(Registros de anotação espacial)
%%
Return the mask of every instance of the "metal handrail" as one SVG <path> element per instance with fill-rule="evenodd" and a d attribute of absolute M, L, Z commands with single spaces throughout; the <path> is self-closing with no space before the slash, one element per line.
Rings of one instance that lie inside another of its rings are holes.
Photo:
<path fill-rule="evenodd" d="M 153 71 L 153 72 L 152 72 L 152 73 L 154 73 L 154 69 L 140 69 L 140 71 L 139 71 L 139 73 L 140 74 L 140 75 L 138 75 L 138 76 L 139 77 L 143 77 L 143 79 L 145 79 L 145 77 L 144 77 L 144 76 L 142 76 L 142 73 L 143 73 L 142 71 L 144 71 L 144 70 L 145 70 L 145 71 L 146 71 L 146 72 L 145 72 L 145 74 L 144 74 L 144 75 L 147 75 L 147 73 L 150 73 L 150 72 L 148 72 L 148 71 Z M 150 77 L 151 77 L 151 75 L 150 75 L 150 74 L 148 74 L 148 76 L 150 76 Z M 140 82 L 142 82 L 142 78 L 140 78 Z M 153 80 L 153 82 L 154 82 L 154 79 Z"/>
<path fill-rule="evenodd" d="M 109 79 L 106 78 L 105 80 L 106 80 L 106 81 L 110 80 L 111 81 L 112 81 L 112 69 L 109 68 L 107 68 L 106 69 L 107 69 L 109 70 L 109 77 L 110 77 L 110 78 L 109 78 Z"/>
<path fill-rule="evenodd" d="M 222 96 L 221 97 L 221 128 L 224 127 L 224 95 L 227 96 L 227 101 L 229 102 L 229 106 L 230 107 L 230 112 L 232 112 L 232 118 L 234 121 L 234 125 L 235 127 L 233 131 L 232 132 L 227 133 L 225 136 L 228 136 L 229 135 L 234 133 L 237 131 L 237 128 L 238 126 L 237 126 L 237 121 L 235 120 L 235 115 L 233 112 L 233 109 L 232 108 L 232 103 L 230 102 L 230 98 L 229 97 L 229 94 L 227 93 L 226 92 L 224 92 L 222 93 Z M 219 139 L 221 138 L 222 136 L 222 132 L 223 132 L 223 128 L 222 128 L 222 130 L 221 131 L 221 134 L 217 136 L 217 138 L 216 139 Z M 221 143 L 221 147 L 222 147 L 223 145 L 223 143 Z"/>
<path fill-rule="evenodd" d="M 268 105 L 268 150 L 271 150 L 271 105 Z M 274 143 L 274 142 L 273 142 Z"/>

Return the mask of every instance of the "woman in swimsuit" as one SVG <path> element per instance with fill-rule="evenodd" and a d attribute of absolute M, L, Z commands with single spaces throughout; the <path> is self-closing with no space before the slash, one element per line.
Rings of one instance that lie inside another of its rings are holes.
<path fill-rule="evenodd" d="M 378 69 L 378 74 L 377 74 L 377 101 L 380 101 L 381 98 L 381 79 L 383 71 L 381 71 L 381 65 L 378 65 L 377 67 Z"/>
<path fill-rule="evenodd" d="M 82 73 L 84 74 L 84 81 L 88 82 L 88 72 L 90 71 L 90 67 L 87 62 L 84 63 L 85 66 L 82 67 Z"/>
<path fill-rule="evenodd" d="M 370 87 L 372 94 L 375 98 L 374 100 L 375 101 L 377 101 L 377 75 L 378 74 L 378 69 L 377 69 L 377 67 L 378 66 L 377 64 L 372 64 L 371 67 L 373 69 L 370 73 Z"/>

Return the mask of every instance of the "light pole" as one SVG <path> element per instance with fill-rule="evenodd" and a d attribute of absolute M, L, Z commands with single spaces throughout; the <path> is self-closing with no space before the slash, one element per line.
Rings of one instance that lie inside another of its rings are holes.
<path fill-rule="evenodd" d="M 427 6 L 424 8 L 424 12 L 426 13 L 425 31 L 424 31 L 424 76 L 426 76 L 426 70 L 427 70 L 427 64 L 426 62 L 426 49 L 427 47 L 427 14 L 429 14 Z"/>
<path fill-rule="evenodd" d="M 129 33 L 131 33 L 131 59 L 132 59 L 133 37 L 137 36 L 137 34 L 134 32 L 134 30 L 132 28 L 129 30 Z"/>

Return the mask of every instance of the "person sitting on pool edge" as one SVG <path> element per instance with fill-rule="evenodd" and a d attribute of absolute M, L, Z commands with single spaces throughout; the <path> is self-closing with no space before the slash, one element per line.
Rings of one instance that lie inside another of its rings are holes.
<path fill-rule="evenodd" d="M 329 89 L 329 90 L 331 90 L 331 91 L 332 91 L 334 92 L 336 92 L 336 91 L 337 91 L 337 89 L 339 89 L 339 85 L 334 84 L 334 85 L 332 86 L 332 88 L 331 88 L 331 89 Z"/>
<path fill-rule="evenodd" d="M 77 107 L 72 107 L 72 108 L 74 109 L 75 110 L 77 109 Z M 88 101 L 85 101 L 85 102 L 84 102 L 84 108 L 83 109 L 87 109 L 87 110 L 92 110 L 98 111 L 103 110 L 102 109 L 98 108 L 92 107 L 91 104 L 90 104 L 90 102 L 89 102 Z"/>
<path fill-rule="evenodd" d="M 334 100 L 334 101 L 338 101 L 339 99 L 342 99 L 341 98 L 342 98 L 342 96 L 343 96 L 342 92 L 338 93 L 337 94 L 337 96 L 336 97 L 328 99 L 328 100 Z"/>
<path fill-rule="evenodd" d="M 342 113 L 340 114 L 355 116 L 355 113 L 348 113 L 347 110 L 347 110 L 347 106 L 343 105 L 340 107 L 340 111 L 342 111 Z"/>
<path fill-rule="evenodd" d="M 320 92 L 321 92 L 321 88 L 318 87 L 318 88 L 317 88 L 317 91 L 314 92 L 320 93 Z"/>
%%
(INSTRUÇÃO) Você pode reproduzir todas as entradas acima, linha por linha, sem alterar nada?

(RESPOSTA)
Return the mask of every instance of the "metal handrail" as one SVG <path> element per instance with fill-rule="evenodd" and a d attribute of absolute M, L, Z commands with single spaces throughout; the <path> is self-closing with no space before the slash, one element per line.
Rings of one instance that lie inside another of its rings are holes.
Photo:
<path fill-rule="evenodd" d="M 153 71 L 153 72 L 152 72 L 152 73 L 154 73 L 154 69 L 140 69 L 140 71 L 139 71 L 139 73 L 140 74 L 140 75 L 138 75 L 138 76 L 139 77 L 143 77 L 143 79 L 145 79 L 145 77 L 144 77 L 144 76 L 142 76 L 142 73 L 143 73 L 142 71 L 144 71 L 144 70 L 145 70 L 145 71 L 146 71 L 146 72 L 145 72 L 145 74 L 144 74 L 144 75 L 147 75 L 147 73 L 150 73 L 150 72 L 148 72 L 148 71 Z M 150 77 L 151 77 L 151 75 L 150 75 L 150 74 L 148 74 L 148 76 L 150 76 Z M 140 82 L 142 82 L 142 78 L 140 78 Z M 153 80 L 153 82 L 154 82 L 154 79 Z"/>
<path fill-rule="evenodd" d="M 109 79 L 106 78 L 105 80 L 106 80 L 106 81 L 110 80 L 111 81 L 112 81 L 112 69 L 109 68 L 107 68 L 106 69 L 107 69 L 109 70 L 109 77 L 110 77 L 110 78 L 109 78 Z"/>
<path fill-rule="evenodd" d="M 222 96 L 221 97 L 221 128 L 224 127 L 224 95 L 227 96 L 227 101 L 229 102 L 229 106 L 230 107 L 230 112 L 232 112 L 232 118 L 234 121 L 234 125 L 235 127 L 233 131 L 232 132 L 227 133 L 225 136 L 228 136 L 229 135 L 234 133 L 237 131 L 237 128 L 238 126 L 237 126 L 237 121 L 235 120 L 235 115 L 233 112 L 233 109 L 232 108 L 232 103 L 230 102 L 230 98 L 229 97 L 229 94 L 227 93 L 226 92 L 224 92 L 222 93 Z M 219 139 L 221 138 L 222 136 L 222 132 L 223 132 L 223 128 L 222 128 L 222 130 L 221 131 L 221 134 L 217 136 L 217 138 L 216 139 Z M 221 143 L 221 147 L 222 147 L 223 145 L 223 143 Z"/>
<path fill-rule="evenodd" d="M 268 105 L 268 150 L 271 150 L 271 105 Z M 274 143 L 274 142 L 273 142 Z"/>

Return the mask of every instance of the "woman in swimsuit" as one SVG <path> element per instance with fill-rule="evenodd" and a d attribute of absolute M, L, Z commands with single spaces throughout; the <path> is self-closing with no space before the slash, one element per line.
Rings of one instance that lie inside another of its rings are holes.
<path fill-rule="evenodd" d="M 378 69 L 378 74 L 377 74 L 377 101 L 380 101 L 381 98 L 381 79 L 383 71 L 381 71 L 381 65 L 378 65 L 377 67 Z"/>
<path fill-rule="evenodd" d="M 82 73 L 84 74 L 84 81 L 88 82 L 88 72 L 90 71 L 90 67 L 87 62 L 84 63 L 85 66 L 82 67 Z"/>
<path fill-rule="evenodd" d="M 370 87 L 372 94 L 375 98 L 374 100 L 375 101 L 377 101 L 377 75 L 378 74 L 378 69 L 377 69 L 377 67 L 378 66 L 377 64 L 372 64 L 371 67 L 373 69 L 370 73 Z"/>

Return the mask of every instance of the "light pole" as one SVG <path> element per instance with fill-rule="evenodd" and a d attribute of absolute M, L, Z commands with single spaces throughout; the <path> is self-closing with no space before the slash, one element per line.
Rings of one instance that lie inside another of its rings are holes.
<path fill-rule="evenodd" d="M 427 6 L 424 8 L 424 12 L 426 13 L 425 31 L 424 31 L 424 76 L 426 76 L 426 70 L 427 70 L 427 64 L 426 62 L 426 49 L 427 47 L 427 14 L 429 14 Z"/>
<path fill-rule="evenodd" d="M 129 33 L 131 33 L 131 59 L 132 59 L 133 37 L 137 36 L 137 34 L 134 32 L 134 30 L 132 28 L 129 30 Z"/>

Return the mask of every instance of the "person sitting on pool edge" as one SVG <path> element per instance with fill-rule="evenodd" and a d attribute of absolute M, L, Z commands with single spaces throughout; the <path> is self-closing with no space before the slash, one element per line.
Rings of one instance that lie inside another of its rings are holes.
<path fill-rule="evenodd" d="M 329 89 L 329 90 L 331 90 L 331 91 L 332 91 L 334 92 L 336 92 L 336 91 L 337 91 L 337 89 L 339 89 L 339 85 L 334 84 L 334 85 L 332 86 L 332 88 L 331 88 L 331 89 Z"/>
<path fill-rule="evenodd" d="M 77 107 L 72 107 L 72 108 L 74 109 L 75 110 L 77 109 Z M 88 101 L 85 101 L 85 102 L 84 102 L 84 108 L 83 109 L 87 109 L 87 110 L 92 110 L 98 111 L 103 110 L 102 109 L 98 108 L 92 107 L 91 104 L 90 104 L 90 102 L 89 102 Z"/>
<path fill-rule="evenodd" d="M 334 100 L 334 101 L 338 101 L 339 99 L 342 99 L 341 98 L 342 98 L 342 96 L 343 96 L 342 92 L 338 93 L 337 94 L 337 96 L 336 97 L 328 99 L 328 100 Z"/>
<path fill-rule="evenodd" d="M 342 113 L 340 114 L 355 116 L 355 113 L 348 113 L 347 110 L 347 110 L 347 106 L 343 105 L 340 107 L 340 111 L 342 111 Z"/>
<path fill-rule="evenodd" d="M 320 92 L 321 92 L 321 88 L 318 87 L 318 88 L 317 88 L 317 91 L 314 92 L 320 93 Z"/>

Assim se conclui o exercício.